EXTRACTED INFORMATION Block Start
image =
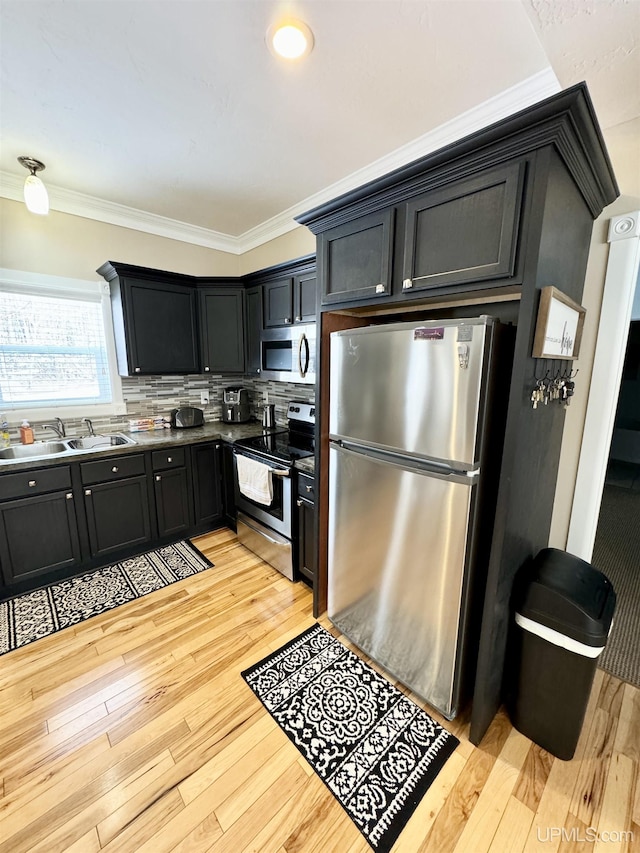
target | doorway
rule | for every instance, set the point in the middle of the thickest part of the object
(616, 550)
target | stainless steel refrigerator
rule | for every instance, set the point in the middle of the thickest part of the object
(407, 404)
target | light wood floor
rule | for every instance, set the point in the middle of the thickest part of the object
(134, 733)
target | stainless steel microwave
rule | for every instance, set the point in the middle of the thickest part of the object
(288, 354)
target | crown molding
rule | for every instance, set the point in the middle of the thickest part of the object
(524, 94)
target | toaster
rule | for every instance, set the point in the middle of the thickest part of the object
(186, 417)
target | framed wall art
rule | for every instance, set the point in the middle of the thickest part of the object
(559, 326)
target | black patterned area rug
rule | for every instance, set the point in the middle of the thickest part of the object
(42, 612)
(374, 748)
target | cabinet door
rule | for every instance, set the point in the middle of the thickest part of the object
(222, 329)
(304, 298)
(465, 232)
(277, 296)
(253, 303)
(172, 501)
(307, 540)
(38, 535)
(206, 484)
(117, 515)
(161, 328)
(356, 258)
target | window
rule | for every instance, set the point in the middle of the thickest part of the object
(56, 348)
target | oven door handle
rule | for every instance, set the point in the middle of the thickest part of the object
(245, 520)
(303, 342)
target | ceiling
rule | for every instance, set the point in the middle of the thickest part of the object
(176, 108)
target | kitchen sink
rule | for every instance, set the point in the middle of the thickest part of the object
(40, 448)
(97, 442)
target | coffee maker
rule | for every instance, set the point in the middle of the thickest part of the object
(235, 405)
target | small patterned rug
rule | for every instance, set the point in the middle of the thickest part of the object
(374, 748)
(42, 612)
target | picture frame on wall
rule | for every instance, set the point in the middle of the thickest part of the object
(559, 326)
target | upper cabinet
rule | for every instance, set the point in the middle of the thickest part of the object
(463, 233)
(277, 301)
(222, 329)
(355, 258)
(155, 318)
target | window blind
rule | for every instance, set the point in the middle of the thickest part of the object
(52, 350)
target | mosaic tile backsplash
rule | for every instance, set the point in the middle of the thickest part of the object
(152, 396)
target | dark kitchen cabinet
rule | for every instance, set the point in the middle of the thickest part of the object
(253, 328)
(38, 528)
(477, 227)
(205, 470)
(304, 298)
(463, 232)
(116, 503)
(222, 329)
(277, 301)
(171, 490)
(155, 319)
(307, 529)
(355, 258)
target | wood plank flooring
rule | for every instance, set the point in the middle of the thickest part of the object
(134, 733)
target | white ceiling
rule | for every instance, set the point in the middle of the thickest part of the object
(176, 107)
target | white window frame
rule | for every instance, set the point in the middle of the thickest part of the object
(17, 281)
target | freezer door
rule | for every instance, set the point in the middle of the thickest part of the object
(410, 386)
(397, 542)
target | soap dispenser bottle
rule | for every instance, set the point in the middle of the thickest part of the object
(5, 438)
(26, 433)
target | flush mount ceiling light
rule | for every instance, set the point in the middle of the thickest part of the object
(290, 39)
(35, 192)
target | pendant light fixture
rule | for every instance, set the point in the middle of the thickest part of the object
(35, 193)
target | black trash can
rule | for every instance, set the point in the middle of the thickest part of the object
(563, 613)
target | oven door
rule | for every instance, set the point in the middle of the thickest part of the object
(277, 515)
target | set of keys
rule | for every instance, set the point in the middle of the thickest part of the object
(560, 389)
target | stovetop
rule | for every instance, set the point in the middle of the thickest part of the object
(286, 446)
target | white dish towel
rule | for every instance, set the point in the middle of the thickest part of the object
(254, 480)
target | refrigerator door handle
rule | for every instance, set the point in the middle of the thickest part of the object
(427, 467)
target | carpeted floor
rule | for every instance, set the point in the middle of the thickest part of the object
(375, 749)
(44, 611)
(617, 554)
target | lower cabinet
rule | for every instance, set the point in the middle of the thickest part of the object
(117, 515)
(206, 484)
(38, 535)
(58, 520)
(171, 489)
(307, 528)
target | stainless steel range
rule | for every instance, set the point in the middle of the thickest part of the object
(266, 529)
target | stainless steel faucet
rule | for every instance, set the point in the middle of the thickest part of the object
(58, 428)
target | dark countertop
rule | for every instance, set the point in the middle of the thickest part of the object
(153, 439)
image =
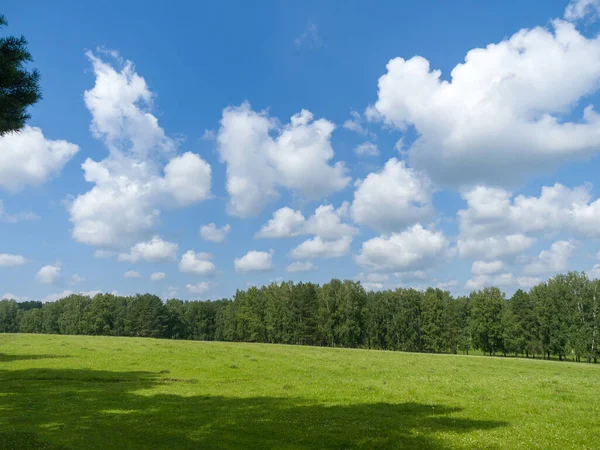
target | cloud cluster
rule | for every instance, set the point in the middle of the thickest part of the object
(27, 158)
(153, 250)
(500, 115)
(133, 183)
(197, 263)
(393, 198)
(254, 261)
(212, 233)
(413, 249)
(296, 158)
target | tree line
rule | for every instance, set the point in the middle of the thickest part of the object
(559, 318)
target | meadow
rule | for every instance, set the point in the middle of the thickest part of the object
(74, 392)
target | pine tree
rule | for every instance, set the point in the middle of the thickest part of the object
(19, 88)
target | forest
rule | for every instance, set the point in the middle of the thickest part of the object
(558, 318)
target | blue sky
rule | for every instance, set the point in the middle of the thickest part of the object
(317, 137)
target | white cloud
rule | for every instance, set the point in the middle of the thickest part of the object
(187, 179)
(28, 158)
(6, 259)
(297, 158)
(551, 261)
(446, 285)
(369, 286)
(153, 250)
(17, 217)
(285, 223)
(132, 274)
(493, 247)
(558, 208)
(505, 280)
(254, 261)
(578, 9)
(124, 204)
(319, 248)
(528, 282)
(487, 267)
(66, 293)
(171, 293)
(594, 272)
(393, 198)
(301, 267)
(199, 288)
(49, 274)
(372, 277)
(210, 232)
(413, 249)
(17, 298)
(157, 276)
(197, 263)
(310, 37)
(76, 279)
(366, 149)
(326, 223)
(503, 112)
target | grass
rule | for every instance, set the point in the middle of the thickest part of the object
(103, 393)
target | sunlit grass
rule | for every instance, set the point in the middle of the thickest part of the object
(100, 392)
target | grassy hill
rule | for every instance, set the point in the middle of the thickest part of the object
(103, 392)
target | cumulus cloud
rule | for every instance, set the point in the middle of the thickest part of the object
(254, 261)
(411, 250)
(296, 158)
(551, 261)
(49, 274)
(132, 274)
(487, 267)
(197, 263)
(594, 272)
(133, 183)
(199, 288)
(317, 247)
(66, 293)
(153, 250)
(507, 280)
(366, 149)
(212, 233)
(579, 9)
(393, 198)
(16, 217)
(104, 254)
(326, 223)
(157, 276)
(27, 158)
(494, 247)
(6, 259)
(285, 223)
(502, 114)
(301, 267)
(17, 298)
(558, 208)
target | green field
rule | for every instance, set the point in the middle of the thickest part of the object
(103, 392)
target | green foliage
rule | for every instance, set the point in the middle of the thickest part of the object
(559, 318)
(486, 320)
(19, 88)
(91, 392)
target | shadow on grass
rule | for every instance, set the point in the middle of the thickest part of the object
(51, 408)
(9, 358)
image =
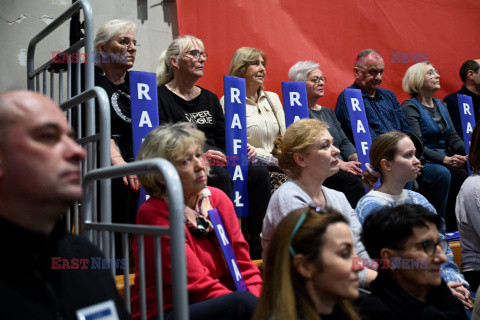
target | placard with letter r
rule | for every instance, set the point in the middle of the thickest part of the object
(144, 108)
(467, 117)
(236, 141)
(295, 101)
(359, 123)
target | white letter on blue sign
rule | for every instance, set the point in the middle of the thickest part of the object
(236, 145)
(238, 197)
(360, 127)
(364, 147)
(355, 104)
(238, 173)
(234, 94)
(238, 276)
(294, 98)
(143, 90)
(145, 119)
(469, 127)
(222, 234)
(236, 121)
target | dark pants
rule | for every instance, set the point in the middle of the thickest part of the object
(351, 185)
(236, 305)
(258, 198)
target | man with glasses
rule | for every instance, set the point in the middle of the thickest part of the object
(385, 114)
(470, 75)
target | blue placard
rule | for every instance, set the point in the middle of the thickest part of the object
(468, 120)
(236, 141)
(144, 106)
(227, 249)
(295, 101)
(360, 129)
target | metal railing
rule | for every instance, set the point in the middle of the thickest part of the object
(101, 234)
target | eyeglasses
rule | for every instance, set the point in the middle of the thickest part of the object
(432, 72)
(430, 246)
(317, 80)
(196, 54)
(300, 222)
(127, 42)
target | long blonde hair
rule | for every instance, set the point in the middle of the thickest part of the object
(177, 49)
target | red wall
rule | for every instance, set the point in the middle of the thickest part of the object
(447, 32)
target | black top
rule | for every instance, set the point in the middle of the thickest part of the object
(205, 111)
(120, 112)
(340, 140)
(35, 284)
(389, 301)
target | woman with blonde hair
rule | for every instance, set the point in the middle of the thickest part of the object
(180, 99)
(265, 115)
(429, 119)
(395, 161)
(311, 271)
(306, 153)
(212, 292)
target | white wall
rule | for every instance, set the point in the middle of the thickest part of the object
(21, 20)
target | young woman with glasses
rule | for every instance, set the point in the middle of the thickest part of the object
(348, 178)
(180, 99)
(406, 243)
(311, 271)
(429, 119)
(395, 161)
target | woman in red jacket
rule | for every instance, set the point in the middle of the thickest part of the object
(211, 288)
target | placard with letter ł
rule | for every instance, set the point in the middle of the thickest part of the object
(465, 106)
(295, 101)
(236, 141)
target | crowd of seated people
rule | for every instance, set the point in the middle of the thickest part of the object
(315, 259)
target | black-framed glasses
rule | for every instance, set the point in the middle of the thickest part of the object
(127, 42)
(432, 72)
(196, 54)
(316, 80)
(430, 246)
(300, 221)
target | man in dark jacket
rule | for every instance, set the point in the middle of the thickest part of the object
(45, 272)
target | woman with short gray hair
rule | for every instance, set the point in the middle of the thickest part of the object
(348, 178)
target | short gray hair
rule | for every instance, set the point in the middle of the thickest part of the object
(112, 28)
(177, 48)
(168, 141)
(300, 70)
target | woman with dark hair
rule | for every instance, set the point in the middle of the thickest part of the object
(467, 211)
(348, 178)
(211, 288)
(311, 268)
(394, 160)
(429, 119)
(406, 243)
(180, 99)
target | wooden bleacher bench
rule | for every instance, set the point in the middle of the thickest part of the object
(119, 280)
EXTRACTED INFORMATION Block End
- EXERCISE DETAILS -
Report all lines of the data above that include the string "dark".

- YOUR SOLUTION -
target | dark kitchen cabinet
target | dark countertop
target | dark pants
target | man in dark jacket
target | woman with dark hair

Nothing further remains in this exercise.